**Data listing**
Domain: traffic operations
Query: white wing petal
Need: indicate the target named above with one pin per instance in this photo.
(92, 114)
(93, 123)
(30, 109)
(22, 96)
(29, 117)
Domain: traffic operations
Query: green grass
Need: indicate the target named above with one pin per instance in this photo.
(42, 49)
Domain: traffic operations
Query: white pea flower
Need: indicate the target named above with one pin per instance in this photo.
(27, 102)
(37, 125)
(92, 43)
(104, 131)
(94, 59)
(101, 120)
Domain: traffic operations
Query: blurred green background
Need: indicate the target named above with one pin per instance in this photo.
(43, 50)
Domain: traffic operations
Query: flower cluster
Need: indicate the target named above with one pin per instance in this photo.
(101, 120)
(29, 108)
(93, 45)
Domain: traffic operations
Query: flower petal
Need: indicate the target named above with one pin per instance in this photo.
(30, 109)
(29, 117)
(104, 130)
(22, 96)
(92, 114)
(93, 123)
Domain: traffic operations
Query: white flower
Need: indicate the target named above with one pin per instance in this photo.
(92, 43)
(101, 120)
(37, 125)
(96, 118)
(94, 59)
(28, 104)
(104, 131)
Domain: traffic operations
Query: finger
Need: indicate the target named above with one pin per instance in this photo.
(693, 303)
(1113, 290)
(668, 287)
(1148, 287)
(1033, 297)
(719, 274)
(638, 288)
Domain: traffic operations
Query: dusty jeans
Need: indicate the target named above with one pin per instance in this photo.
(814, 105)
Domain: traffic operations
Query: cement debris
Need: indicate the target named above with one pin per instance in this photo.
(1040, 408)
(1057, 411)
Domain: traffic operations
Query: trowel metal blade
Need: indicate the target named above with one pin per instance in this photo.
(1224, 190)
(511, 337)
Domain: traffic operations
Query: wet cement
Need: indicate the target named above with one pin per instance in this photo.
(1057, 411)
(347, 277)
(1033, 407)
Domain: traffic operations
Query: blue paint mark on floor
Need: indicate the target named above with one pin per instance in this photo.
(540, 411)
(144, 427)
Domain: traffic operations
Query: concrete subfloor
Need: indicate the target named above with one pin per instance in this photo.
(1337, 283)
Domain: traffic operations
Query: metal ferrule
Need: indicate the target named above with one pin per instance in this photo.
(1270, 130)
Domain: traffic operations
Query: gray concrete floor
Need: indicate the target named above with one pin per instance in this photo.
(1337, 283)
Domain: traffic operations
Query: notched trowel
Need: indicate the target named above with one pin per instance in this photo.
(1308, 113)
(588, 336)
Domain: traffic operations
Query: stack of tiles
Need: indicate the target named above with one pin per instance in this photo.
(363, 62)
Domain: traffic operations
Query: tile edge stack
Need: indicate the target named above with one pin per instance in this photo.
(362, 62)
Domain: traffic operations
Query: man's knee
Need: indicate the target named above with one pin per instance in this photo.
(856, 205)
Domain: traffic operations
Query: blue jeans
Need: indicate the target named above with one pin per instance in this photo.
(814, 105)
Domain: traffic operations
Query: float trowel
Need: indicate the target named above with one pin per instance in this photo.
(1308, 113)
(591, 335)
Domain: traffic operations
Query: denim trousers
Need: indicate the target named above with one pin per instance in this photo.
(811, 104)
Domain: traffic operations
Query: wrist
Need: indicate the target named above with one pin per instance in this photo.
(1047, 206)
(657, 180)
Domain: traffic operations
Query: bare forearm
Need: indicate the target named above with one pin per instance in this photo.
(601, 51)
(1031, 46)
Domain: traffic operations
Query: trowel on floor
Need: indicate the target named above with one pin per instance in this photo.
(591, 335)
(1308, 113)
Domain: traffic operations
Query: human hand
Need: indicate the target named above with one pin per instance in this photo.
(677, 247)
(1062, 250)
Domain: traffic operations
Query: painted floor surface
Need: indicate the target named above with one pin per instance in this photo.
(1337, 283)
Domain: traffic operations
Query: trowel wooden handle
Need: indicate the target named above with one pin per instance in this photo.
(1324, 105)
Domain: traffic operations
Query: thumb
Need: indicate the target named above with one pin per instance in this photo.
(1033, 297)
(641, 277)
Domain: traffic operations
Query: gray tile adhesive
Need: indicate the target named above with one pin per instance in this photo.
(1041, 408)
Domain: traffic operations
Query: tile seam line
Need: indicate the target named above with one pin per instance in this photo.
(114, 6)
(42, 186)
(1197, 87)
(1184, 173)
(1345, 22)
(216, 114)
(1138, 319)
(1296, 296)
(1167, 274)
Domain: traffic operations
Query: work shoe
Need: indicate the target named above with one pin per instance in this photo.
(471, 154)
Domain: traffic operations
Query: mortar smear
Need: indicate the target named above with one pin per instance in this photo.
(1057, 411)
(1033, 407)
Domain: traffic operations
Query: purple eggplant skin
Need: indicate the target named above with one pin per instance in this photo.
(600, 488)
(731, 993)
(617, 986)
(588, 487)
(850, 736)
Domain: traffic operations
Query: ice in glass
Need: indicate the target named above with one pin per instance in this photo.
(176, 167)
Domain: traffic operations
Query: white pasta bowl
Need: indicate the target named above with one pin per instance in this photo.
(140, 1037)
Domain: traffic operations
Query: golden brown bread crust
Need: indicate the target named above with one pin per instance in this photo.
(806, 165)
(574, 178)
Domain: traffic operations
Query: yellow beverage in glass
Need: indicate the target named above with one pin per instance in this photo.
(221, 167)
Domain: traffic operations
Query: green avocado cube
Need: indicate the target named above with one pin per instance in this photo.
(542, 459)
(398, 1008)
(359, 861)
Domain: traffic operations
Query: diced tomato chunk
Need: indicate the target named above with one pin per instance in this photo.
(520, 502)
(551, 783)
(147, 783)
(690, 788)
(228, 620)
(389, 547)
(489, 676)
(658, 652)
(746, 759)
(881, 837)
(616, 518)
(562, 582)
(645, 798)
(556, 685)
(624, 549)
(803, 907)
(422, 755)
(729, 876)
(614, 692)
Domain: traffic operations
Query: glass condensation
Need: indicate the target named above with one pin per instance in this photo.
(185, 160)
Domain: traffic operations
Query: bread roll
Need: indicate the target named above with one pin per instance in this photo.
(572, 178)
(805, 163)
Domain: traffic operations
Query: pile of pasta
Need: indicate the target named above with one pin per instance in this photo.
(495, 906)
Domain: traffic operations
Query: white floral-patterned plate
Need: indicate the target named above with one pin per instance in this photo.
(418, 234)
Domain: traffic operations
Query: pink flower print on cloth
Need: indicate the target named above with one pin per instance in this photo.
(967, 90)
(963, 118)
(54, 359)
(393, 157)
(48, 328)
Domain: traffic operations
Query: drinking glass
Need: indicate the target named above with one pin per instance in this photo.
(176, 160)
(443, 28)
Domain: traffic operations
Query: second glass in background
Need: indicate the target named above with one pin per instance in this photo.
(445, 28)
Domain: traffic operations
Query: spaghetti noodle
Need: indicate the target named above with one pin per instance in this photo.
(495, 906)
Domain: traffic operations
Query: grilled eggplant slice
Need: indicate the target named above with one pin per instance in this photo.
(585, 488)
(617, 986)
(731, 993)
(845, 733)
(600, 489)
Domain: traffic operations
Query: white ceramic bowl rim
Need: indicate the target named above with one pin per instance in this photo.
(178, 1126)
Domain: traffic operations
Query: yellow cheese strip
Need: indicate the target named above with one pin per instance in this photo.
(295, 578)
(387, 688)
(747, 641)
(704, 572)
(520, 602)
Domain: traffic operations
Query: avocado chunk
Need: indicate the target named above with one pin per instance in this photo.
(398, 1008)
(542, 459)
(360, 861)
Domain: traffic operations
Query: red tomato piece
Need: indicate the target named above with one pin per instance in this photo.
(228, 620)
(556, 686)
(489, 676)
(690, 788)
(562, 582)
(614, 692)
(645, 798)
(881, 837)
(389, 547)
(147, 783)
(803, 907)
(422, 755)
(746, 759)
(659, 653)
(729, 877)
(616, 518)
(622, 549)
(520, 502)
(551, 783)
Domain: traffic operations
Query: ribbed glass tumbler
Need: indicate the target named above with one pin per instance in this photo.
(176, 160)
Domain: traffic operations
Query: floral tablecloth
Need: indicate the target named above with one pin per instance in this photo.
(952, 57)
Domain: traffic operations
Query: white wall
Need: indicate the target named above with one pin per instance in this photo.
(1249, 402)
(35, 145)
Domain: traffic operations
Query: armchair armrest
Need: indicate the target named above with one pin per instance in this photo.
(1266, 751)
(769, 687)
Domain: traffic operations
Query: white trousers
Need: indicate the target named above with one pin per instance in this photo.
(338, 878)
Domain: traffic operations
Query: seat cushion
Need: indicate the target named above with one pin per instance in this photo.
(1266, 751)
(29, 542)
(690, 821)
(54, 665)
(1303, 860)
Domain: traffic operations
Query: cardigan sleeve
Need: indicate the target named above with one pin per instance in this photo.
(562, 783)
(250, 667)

**PROBLEM**
Locate each line in the entries above that contains the string "floral", matching case exactly, and copy every such line.

**THE COMPLETED TASK**
Query: white floral-patterned plate
Query: floral tablecloth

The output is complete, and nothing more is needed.